▶ _What to work on_: The data below must be copied in full and without any change.

▶ _Data in this exercise_:
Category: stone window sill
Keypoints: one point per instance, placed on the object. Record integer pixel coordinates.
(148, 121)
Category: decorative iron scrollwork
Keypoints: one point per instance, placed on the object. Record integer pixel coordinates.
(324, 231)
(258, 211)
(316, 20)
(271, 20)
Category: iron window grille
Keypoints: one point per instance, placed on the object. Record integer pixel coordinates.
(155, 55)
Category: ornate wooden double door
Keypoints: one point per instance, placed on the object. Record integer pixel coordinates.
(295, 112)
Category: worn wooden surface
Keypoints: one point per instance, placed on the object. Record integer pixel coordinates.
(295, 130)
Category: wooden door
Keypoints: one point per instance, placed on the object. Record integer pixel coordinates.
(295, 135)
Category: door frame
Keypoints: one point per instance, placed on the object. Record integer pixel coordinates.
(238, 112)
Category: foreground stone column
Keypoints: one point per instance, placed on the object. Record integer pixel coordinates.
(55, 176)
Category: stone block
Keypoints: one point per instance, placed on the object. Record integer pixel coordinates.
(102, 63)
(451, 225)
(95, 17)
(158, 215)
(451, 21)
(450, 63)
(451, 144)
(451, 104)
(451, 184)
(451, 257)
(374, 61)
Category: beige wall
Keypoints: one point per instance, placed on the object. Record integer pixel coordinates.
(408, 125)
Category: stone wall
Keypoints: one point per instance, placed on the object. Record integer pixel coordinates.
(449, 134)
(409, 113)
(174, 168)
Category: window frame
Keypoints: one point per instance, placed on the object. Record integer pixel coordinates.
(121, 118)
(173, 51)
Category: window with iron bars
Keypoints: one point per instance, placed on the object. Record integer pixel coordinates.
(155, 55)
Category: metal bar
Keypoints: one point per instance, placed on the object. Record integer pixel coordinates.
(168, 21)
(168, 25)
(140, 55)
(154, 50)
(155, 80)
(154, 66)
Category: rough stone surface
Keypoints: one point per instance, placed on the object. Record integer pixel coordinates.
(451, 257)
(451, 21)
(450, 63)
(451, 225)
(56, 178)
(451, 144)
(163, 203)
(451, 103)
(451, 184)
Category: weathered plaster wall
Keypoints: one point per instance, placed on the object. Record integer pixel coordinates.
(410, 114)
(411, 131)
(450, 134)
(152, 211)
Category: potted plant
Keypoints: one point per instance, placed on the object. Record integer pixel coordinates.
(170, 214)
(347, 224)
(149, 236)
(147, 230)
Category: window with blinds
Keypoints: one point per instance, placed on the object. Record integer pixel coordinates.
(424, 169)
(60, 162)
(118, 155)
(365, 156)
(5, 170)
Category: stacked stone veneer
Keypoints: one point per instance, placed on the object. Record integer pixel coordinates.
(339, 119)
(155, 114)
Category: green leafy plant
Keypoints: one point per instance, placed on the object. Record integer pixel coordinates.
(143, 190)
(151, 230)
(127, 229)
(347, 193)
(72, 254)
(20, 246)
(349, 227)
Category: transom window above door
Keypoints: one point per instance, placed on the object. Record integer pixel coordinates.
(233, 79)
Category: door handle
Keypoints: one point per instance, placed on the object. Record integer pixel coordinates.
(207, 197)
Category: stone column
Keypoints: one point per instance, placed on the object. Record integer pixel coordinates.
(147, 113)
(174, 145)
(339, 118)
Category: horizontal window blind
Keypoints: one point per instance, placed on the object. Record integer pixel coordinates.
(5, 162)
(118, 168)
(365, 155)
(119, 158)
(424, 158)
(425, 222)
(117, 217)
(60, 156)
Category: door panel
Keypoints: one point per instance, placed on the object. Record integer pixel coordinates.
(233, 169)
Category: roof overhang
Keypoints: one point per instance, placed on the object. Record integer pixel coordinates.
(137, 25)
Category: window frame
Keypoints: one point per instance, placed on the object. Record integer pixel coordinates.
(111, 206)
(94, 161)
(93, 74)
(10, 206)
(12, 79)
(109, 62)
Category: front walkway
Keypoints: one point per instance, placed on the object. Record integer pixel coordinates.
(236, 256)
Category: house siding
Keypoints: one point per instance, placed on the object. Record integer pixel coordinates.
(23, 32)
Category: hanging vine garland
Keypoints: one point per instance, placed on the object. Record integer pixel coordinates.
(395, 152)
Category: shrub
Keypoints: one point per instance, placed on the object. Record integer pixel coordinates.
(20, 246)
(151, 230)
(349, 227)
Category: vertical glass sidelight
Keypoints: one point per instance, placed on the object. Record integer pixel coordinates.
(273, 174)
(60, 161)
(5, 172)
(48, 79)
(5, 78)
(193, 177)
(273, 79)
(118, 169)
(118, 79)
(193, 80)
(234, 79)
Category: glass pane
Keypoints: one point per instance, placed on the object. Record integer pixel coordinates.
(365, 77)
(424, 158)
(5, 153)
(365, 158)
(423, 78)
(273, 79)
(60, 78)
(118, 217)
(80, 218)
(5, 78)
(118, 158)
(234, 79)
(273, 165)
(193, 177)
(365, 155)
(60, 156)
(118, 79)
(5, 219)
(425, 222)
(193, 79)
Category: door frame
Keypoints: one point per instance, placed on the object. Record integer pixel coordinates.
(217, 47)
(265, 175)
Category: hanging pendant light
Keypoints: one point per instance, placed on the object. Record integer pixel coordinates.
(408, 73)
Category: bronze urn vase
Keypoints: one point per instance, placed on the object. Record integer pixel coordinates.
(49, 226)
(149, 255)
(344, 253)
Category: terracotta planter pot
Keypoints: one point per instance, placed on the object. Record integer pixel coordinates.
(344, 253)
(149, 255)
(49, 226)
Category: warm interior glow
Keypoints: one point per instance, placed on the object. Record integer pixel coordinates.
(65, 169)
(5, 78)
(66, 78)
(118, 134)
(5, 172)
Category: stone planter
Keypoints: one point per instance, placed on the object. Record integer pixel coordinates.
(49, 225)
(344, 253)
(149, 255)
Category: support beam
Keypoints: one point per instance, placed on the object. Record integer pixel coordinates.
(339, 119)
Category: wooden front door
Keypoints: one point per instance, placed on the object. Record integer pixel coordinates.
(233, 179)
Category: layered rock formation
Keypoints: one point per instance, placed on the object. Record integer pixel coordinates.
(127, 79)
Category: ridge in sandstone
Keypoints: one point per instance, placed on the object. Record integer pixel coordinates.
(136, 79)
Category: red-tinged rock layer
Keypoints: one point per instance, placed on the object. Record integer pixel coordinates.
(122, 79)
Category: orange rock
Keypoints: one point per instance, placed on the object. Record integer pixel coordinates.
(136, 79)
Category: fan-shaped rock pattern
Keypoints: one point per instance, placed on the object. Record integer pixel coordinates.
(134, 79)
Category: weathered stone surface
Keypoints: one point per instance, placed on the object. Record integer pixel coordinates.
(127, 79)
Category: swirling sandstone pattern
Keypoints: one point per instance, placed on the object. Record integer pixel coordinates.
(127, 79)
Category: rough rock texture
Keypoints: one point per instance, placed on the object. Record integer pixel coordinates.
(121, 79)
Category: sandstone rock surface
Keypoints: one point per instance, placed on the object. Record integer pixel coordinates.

▶ _Written response_:
Category: stone window sill
Keypoints: one point per instance, placed on the object. Record integer pixel coordinates.
(148, 121)
Category: decorative iron scrollwork
Keypoints: one point per instance, placed on the object. Record integer pixel coordinates.
(324, 231)
(258, 211)
(316, 20)
(271, 20)
Category: iron window grille
Keypoints: one point per instance, placed on the object. Record integer pixel coordinates.
(155, 55)
Category: ornate wooden double door
Keypoints: one point per instance, placed on the object. Record integer pixel coordinates.
(295, 112)
Category: worn wooden surface
Keypoints: one point per instance, placed on the object. Record integer pixel coordinates.
(295, 130)
Category: wooden door
Keypoints: one point per instance, placed on the object. Record integer pixel coordinates.
(295, 135)
Category: door frame
Keypoints: one point per instance, placed on the object. Record integer pixel coordinates.
(238, 112)
Category: foreground stone column
Keypoints: one point per instance, placed on the object. Record integer pixel coordinates.
(55, 176)
Category: stone block
Keypoints: one point per instance, placed on the object. Record integer pixel coordinates.
(102, 63)
(451, 225)
(95, 17)
(158, 215)
(451, 21)
(450, 63)
(451, 144)
(451, 104)
(451, 184)
(451, 257)
(374, 61)
Category: beige wall
Keypoints: one point per instance, placed on the object. Record integer pixel coordinates.
(408, 125)
Category: stone wall
Keypoints: one point per instance, placed on the object. Record integer pixel coordinates.
(449, 134)
(409, 113)
(174, 168)
Category: window frame
Keypoints: one point per instance, placed on the object. Record integer pixel coordinates.
(121, 118)
(173, 51)
Category: window with iron bars
Keypoints: one point per instance, placed on the object. Record integer pixel coordinates.
(155, 55)
Category: metal bar
Keypoints: one point per instance, placed on the object. Record integer pixel coordinates.
(168, 21)
(168, 25)
(140, 55)
(154, 50)
(155, 80)
(154, 66)
Category: rough stone surface
Keypoints: one point per instance, placed on the object. Record integer pixel coordinates.
(451, 257)
(451, 21)
(450, 63)
(451, 225)
(56, 178)
(451, 144)
(163, 203)
(451, 103)
(451, 184)
Category: weathered plaster wall
Keypoints: one point per instance, placed on the object. Record integer pixel coordinates.
(410, 114)
(411, 131)
(450, 134)
(152, 211)
Category: potted plant
Keypoints: one point per instance, placed on the object. Record integer pixel coordinates.
(170, 214)
(347, 224)
(149, 236)
(147, 230)
Category: window with blinds
Keypoints: one point per instance, placed on the object. Record integer pixel coordinates.
(424, 169)
(60, 162)
(118, 155)
(365, 156)
(5, 170)
Category: stacked stone veneer
Keypoints: one point per instance, placed on the object. Record integer pixel coordinates.
(339, 119)
(155, 114)
Category: green leafy plant
Keypoints: one point per instance, placed on the object. Record integer pixel coordinates.
(143, 190)
(151, 230)
(127, 229)
(347, 193)
(72, 254)
(20, 246)
(349, 227)
Category: transom window above door
Keypoints: one point per instance, placed on the object. Record integer pixel coordinates.
(233, 79)
Category: door handle
Keypoints: one point per instance, placed on the object. Record integer pixel coordinates.
(207, 197)
Category: stone column
Keypoints: one point per instance, placed on the object. Record integer pixel coordinates.
(147, 113)
(174, 145)
(339, 118)
Category: horizontal window blind
Keypoints: one point per instance, placed on the object. Record integer pixel coordinates.
(5, 162)
(118, 168)
(365, 155)
(119, 158)
(424, 158)
(425, 222)
(117, 217)
(60, 156)
Category: door panel
Keypoints: one point per instance, placed on the object. Record integer pixel coordinates.
(233, 169)
Category: roof overhang
Keypoints: one point per instance, placed on the object. Record integer pixel coordinates.
(137, 25)
Category: window frame
Keypoints: one point per instance, placed on the object. Record integer pixel coordinates.
(111, 206)
(94, 161)
(93, 74)
(10, 206)
(12, 79)
(109, 62)
Category: front walkway
Keypoints: one point per instance, placed on the object. Record integer pixel coordinates.
(236, 256)
Category: house siding
Keypoints: one point per instance, placed on the object. Record integer pixel coordinates.
(23, 32)
Category: hanging vine garland
Keypoints: one point per instance, placed on the object. Record integer pixel coordinates.
(395, 152)
Category: shrub
Keypoints: one point per instance, placed on the object. Record integer pixel coordinates.
(20, 246)
(151, 230)
(349, 227)
Category: vertical glass sidelight
Keypoints: one point per instance, placed on the object. Record integer pixel coordinates.
(273, 174)
(60, 161)
(5, 172)
(48, 79)
(5, 78)
(193, 177)
(273, 79)
(118, 169)
(118, 79)
(193, 80)
(234, 79)
Category: glass pane
Keypoints: one point per instance, placed on the object. Record integer pixel coordinates.
(365, 77)
(424, 158)
(5, 153)
(365, 158)
(423, 78)
(273, 79)
(60, 78)
(118, 217)
(80, 218)
(5, 78)
(118, 158)
(234, 79)
(273, 165)
(193, 177)
(365, 155)
(60, 156)
(118, 79)
(5, 219)
(425, 222)
(193, 79)
Category: door frame
Keypoints: one point per instance, placed on the object. Record integer pixel coordinates.
(217, 47)
(265, 175)
Category: hanging pendant light
Keypoints: one point per instance, placed on the object. Record integer pixel coordinates.
(408, 73)
Category: bronze urn vase
Keypoints: one point per instance, placed on the object. Record integer pixel coordinates.
(49, 226)
(149, 255)
(344, 253)
Category: terracotta planter pot
Keypoints: one point per instance, placed on the object. Record integer pixel coordinates.
(344, 253)
(149, 255)
(49, 226)
Category: warm interior glow
Keypoints: one point per instance, placed on the object. Record integer pixel coordinates.
(65, 169)
(5, 78)
(66, 78)
(118, 134)
(5, 172)
Category: stone planter
Keypoints: one point per instance, placed on the object. Record integer pixel coordinates.
(49, 225)
(344, 253)
(149, 255)
Category: support beam
Keypoints: one point per instance, placed on the object. Record integer pixel coordinates.
(339, 119)
Category: wooden front door
Keypoints: one point per instance, placed on the object. Record integer pixel coordinates.
(233, 179)
Category: layered rock formation
Keypoints: one point per instance, placed on the object. Record integer pixel coordinates.
(127, 79)
Category: ridge in sandstone
Keypoints: one point per instance, placed on the object. Record integer pixel coordinates.
(136, 79)
Category: red-tinged rock layer
Keypoints: one point per instance, placed on the object. Record integer pixel coordinates.
(122, 79)
Category: orange rock
Keypoints: one point per instance, placed on the object. Record integer pixel coordinates.
(136, 79)
Category: fan-shaped rock pattern
Keypoints: one point per instance, placed on the object. Record integer pixel coordinates.
(134, 79)
Category: weathered stone surface
Keypoints: one point per instance, placed on the object. Record integer pixel coordinates.
(127, 79)
Category: swirling sandstone pattern
Keypoints: one point per instance, placed on the object. Record integer pixel coordinates.
(127, 79)
Category: rough rock texture
Keypoints: one point per instance, placed on the object. Record integer pixel coordinates.
(121, 79)
Category: sandstone rock surface
Keypoints: one point per instance, placed on the object. Record integer pixel coordinates.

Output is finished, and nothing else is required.